EXCERPT:
------------------------

I sat in various chairs in the library and over the course of 10 hours I thought my arse off. (I now realise this sentence is actually a very succinct description of my whole degree). And I thought: 'okay so I love Heaney, and I want my Dad to be more of a part of this. Heaney's themes are the postcolonial experience via metaphor. Other than Heaney, what other poetry did Dad love, what do I love, what postcolonial themes link all of th- BANG - IDEA.
Freddie Mercury.
4th January 2019, I went to our local Showcase with Dad to see Bohemian Rhapsody, the hit film starring Rami Malek. It was incredible - hyperbole doesn't do it justice, I don't think. And from very early on in the film, Dad was crying and continued until the end.
For him this was 'the soundtrack to his life'. That was the phrase he always used and did on that day. My sisters pointed out to me that when Dad lost his Dad at 15, Queen's music was what got him through that immediate period. Queen for him was everything, his tumultuous teens onwards were filled with their music and the glory of having also gone to Imperial College was an honour never lost on him. For Dad, Queen was everything and that trickled down to his daughters too. Drives in the car with Dad were neve unaccompanied without either Billy Joel's Greatest Hit's or Queen's. This love for Dad was partly because of the headbanging, revolutionary rock Queen invented. But there was also the search for identity, the influence and capability of seeing an immigrant like Freddie Mercury do and be what he was. These were the elements that helped to form Dad and teach them to his daughters.

------------------------

EXTRACTED DATA:
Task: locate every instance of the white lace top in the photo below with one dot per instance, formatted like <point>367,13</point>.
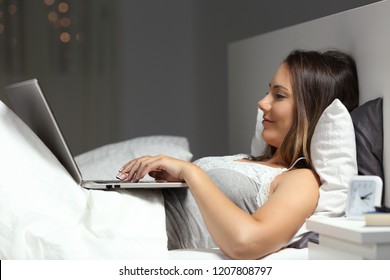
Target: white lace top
<point>262,175</point>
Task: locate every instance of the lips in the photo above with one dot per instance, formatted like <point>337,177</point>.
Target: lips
<point>267,121</point>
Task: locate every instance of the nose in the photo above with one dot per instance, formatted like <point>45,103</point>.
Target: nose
<point>264,103</point>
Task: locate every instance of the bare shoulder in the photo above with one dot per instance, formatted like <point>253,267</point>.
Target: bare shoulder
<point>302,179</point>
<point>302,175</point>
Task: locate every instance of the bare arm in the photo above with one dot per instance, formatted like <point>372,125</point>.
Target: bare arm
<point>237,233</point>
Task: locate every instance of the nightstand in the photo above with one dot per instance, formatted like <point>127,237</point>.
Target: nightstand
<point>341,238</point>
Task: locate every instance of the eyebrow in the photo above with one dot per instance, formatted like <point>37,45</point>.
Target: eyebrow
<point>278,86</point>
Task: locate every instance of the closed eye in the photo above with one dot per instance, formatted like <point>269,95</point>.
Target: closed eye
<point>280,95</point>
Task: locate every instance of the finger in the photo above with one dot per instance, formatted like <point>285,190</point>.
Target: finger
<point>129,170</point>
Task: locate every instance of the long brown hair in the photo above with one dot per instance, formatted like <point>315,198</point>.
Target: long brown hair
<point>318,78</point>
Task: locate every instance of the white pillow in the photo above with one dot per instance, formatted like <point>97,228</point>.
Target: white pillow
<point>333,152</point>
<point>104,162</point>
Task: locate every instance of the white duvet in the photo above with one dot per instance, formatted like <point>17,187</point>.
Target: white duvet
<point>44,214</point>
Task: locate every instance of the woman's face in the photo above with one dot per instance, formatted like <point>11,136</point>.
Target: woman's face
<point>278,107</point>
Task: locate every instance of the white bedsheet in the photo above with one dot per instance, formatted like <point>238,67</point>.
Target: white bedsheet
<point>44,214</point>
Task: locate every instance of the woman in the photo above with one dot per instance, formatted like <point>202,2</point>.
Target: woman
<point>254,206</point>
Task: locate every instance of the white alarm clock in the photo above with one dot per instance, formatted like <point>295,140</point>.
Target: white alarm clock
<point>364,193</point>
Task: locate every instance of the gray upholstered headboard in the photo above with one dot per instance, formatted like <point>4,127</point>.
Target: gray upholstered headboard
<point>363,32</point>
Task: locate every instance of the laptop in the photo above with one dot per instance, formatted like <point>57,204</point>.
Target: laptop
<point>29,103</point>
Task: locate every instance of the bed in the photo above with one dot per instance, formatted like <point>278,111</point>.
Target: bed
<point>44,214</point>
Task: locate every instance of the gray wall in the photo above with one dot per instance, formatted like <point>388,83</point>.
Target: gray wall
<point>147,66</point>
<point>175,61</point>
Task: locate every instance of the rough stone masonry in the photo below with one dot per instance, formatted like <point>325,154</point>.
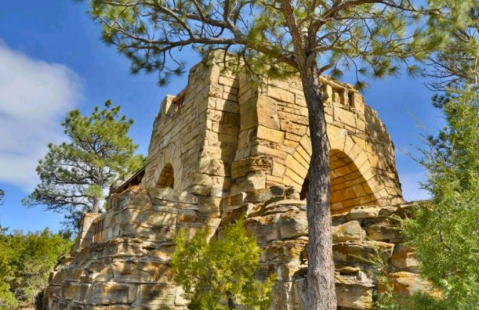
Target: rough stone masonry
<point>229,148</point>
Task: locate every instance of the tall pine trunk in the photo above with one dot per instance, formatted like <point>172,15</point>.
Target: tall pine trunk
<point>321,292</point>
<point>96,205</point>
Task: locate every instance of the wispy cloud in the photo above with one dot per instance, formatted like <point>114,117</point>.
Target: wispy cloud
<point>34,97</point>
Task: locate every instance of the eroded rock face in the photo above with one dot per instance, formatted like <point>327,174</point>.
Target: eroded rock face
<point>129,269</point>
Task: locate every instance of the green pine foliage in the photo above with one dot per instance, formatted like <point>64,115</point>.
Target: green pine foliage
<point>74,175</point>
<point>445,232</point>
<point>371,38</point>
<point>26,260</point>
<point>221,274</point>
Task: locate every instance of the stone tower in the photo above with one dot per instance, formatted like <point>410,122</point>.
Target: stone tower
<point>224,148</point>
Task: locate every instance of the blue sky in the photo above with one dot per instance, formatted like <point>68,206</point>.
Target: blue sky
<point>52,61</point>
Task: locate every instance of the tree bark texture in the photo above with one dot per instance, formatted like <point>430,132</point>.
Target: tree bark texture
<point>96,205</point>
<point>321,287</point>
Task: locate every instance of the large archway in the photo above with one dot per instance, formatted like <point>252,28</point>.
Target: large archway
<point>349,188</point>
<point>350,174</point>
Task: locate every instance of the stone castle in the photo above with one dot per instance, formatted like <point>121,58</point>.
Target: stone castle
<point>228,148</point>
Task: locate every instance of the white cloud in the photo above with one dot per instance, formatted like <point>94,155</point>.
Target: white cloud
<point>411,188</point>
<point>34,97</point>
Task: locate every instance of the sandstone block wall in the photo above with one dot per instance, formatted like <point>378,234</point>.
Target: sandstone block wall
<point>229,148</point>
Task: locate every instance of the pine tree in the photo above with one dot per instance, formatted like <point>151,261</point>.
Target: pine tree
<point>445,234</point>
<point>74,175</point>
<point>444,231</point>
<point>456,64</point>
<point>220,275</point>
<point>26,260</point>
<point>278,38</point>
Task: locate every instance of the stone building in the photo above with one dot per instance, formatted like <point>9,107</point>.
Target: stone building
<point>226,148</point>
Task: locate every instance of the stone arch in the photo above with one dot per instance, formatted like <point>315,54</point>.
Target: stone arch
<point>353,180</point>
<point>169,158</point>
<point>167,177</point>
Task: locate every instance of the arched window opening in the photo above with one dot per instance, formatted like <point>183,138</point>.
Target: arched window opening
<point>167,178</point>
<point>305,188</point>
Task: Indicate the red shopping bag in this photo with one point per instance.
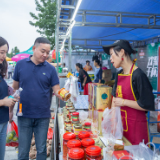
(50, 133)
(12, 135)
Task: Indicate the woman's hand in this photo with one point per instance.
(9, 102)
(118, 102)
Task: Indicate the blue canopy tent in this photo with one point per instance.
(102, 22)
(29, 51)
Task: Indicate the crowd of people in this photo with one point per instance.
(36, 76)
(132, 92)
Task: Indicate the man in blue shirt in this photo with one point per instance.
(36, 76)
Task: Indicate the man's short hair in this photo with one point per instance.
(87, 61)
(41, 40)
(49, 57)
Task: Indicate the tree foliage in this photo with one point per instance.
(13, 52)
(45, 20)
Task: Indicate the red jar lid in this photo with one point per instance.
(74, 143)
(88, 142)
(83, 134)
(76, 153)
(93, 151)
(75, 113)
(69, 136)
(87, 124)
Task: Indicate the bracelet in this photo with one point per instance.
(123, 102)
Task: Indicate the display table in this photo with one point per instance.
(62, 131)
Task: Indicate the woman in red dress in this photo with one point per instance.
(132, 92)
(83, 78)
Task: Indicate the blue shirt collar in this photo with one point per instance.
(29, 60)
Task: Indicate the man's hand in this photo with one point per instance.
(118, 102)
(57, 95)
(10, 116)
(9, 102)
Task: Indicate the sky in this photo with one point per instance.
(14, 23)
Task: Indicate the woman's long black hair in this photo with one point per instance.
(4, 65)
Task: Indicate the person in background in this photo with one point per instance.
(88, 66)
(83, 77)
(65, 69)
(5, 102)
(98, 71)
(49, 60)
(36, 76)
(10, 70)
(132, 92)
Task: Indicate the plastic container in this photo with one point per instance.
(77, 129)
(93, 152)
(87, 126)
(64, 94)
(66, 137)
(67, 123)
(76, 154)
(68, 129)
(86, 143)
(74, 143)
(83, 135)
(75, 116)
(73, 124)
(70, 113)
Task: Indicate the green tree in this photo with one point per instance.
(45, 20)
(13, 52)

------------------------

PROBLEM SET:
(1) Do these statements agree with the excerpt about Queen? Answer yes or no for each and quote the words from the excerpt that settle it.
(a) Dad and the writer saw Bohemian Rhapsody at their local Showcase.
(b) Dad lost his own father at 18.
(c) Dad stopped crying partway through the film.
(2) Answer these questions from the excerpt about Queen.
(a) How many hours did the writer spend thinking in the library?
(b) Who starred in Bohemian Rhapsody?
(c) Which college had Dad also attended?
(3) Write a continuation of the excerpt about Queen, starting right after its last sentence.
The rows have nothing to do with any of this.

RESPONSES FOR EACH TASK:
(1)
(a) Yes: "4th January 2019, I went to our local Showcase with Dad to see Bohemian Rhapsody"
(b) No: "when Dad lost his Dad at 15"
(c) No: "Dad was crying and continued until the end"

(2)
(a) 10 hours
(b) Rami Malek
(c) Imperial College

(3)
'This,' I thought, 'is an idea.'
And clearly I was right because when I proposed the idea, I had academic tutors who backed it and were excited about it - because of one of my ideas! Wow. Okay. It was one of the first times I really just had integrity in an idea and importantly the confidence to run with it. So I ran with it and handed it in as my dissertation. I would end up writing about Rupi Kaur and Daljit Nagra, two Sikh Punjabi immigrants who had expressed themselves and their stories through some of the most powerful poetry. I would also then write about 'Bohemian Rhapsody' and how I interpreted it as Mercury's expression of his queer diaspora. And what did all of these artists share? They all found power through their immigrant identities, hence my title, The Power of the Immigrant.
I couldn't be more proud of this piece of work, I poured everything into it and whether it gets a high mark or not, the achievement of it, personally for me, is everything. It was catharsis covered up in criticism and I couldn't be happier with that. And I hope Dad would feel the same.